STATED GOAL:
Write down the part of the interview notes that starts with "Did OK on the" and goes on through "dry-braised string beans.", copying it word for word.

EXCERPT PROVIDED:
_____

Did OK on the “write a script to identify users whose home dir is not /home/$user and move their directories”… I went for the rewriting /etc/passwd and forgot about nis/ldap users but mostly I showed good understanding of perl and regex.
I believe I did well on describing what happens when you’re tailing a logfile and the file is moved, and what to do.
I correctly described the difference between hard links and soft links. I messed up on “what’s in an inode vs. whats in a dir entry” but corrected myself with a little prompting.
Lunch break. Google cafe rocks. I had braised ox tail and dry-braised string beans.
Third session, one hour, hiring manager only:
Mgr asked me “why do you like being a sysadmin” (A: I enjoy problem solving, among other things). Mgr also asked me to come up with a process for upgrading the kernel on 10,000 machines, I believe I did well on that. I started off describing a complete system upgrade via kickstart, but then with a little prompting also described installing kernel RPMs while the system is still running and then doing controlled reboots.
He then showed a network diagram and asked me to walk through troubleshooting steps in the case of a certain user complaining that access to his mailserver is slow. I asked mostly the right troubleshooting questions, though I assumed perhaps incorrectly that it wasn’t due to congestion/maxing out the link because no packet loss was observed, only high latency. My assumption was that it wasn’t due to maxing out the link, because if you max out the link, even if you are able to buffer a second or two of traffic at the router, eventually the buffer would get full and have to drop something. Eventually I walked through enough “virtual troubleshooting” to determine that the link was running close to capacity since 2am according to MRTG and reporting on the flows showed most of the traffic on TCP port 3389, which I didn’t immediately see the significance of, but suggested to track down the two machines involved in the heavy conversation and netstat -ap to see what was listening on that port.
I asked Mgr how big the team is, how is it structured, and how many levels of management between sysadmins and the CEO.
I kept some notes from when I had a phone interview (about a month before). This was one person, one hour.

_____

RECORD EXCERPTS:
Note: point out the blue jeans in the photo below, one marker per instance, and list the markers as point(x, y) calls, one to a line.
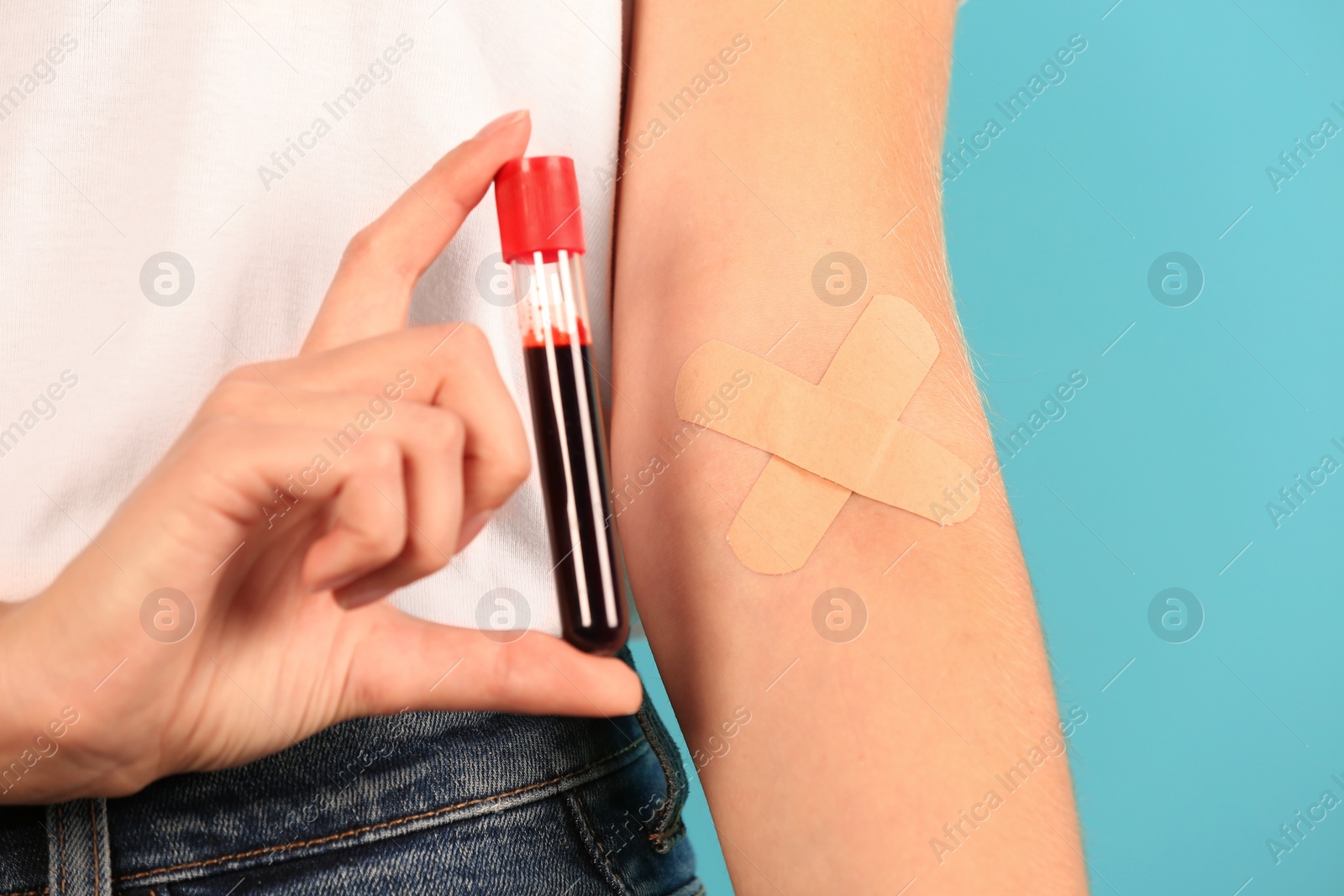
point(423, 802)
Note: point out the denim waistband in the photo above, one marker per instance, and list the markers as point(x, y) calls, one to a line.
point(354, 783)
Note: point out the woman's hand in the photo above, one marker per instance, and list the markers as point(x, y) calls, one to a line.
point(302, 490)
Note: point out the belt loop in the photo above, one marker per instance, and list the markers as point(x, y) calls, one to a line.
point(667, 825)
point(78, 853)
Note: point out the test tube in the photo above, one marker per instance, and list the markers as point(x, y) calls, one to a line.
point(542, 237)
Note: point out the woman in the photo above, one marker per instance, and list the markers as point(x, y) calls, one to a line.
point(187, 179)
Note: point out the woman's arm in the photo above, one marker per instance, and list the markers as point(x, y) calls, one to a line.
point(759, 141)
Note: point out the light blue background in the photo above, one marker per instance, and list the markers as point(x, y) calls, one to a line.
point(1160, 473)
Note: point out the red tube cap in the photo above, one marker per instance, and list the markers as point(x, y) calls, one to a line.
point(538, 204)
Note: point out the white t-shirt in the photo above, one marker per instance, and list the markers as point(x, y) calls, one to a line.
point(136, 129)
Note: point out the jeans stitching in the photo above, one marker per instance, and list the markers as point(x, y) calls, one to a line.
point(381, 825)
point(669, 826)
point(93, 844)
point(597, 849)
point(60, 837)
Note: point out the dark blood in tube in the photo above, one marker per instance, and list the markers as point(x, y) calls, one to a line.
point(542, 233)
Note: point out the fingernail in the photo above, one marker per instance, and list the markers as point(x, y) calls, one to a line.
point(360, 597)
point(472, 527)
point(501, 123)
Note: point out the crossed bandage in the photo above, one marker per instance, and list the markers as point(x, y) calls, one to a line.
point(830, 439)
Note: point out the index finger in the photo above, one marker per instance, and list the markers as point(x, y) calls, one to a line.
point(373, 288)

_____

RESPONSE TO THE TASK:
Did OK on the “write a script to identify users whose home dir is not /home/$user and move their directories”… I went for the rewriting /etc/passwd and forgot about nis/ldap users but mostly I showed good understanding of perl and regex.
I believe I did well on describing what happens when you’re tailing a logfile and the file is moved, and what to do.
I correctly described the difference between hard links and soft links. I messed up on “what’s in an inode vs. whats in a dir entry” but corrected myself with a little prompting.
Lunch break. Google cafe rocks. I had braised ox tail and dry-braised string beans.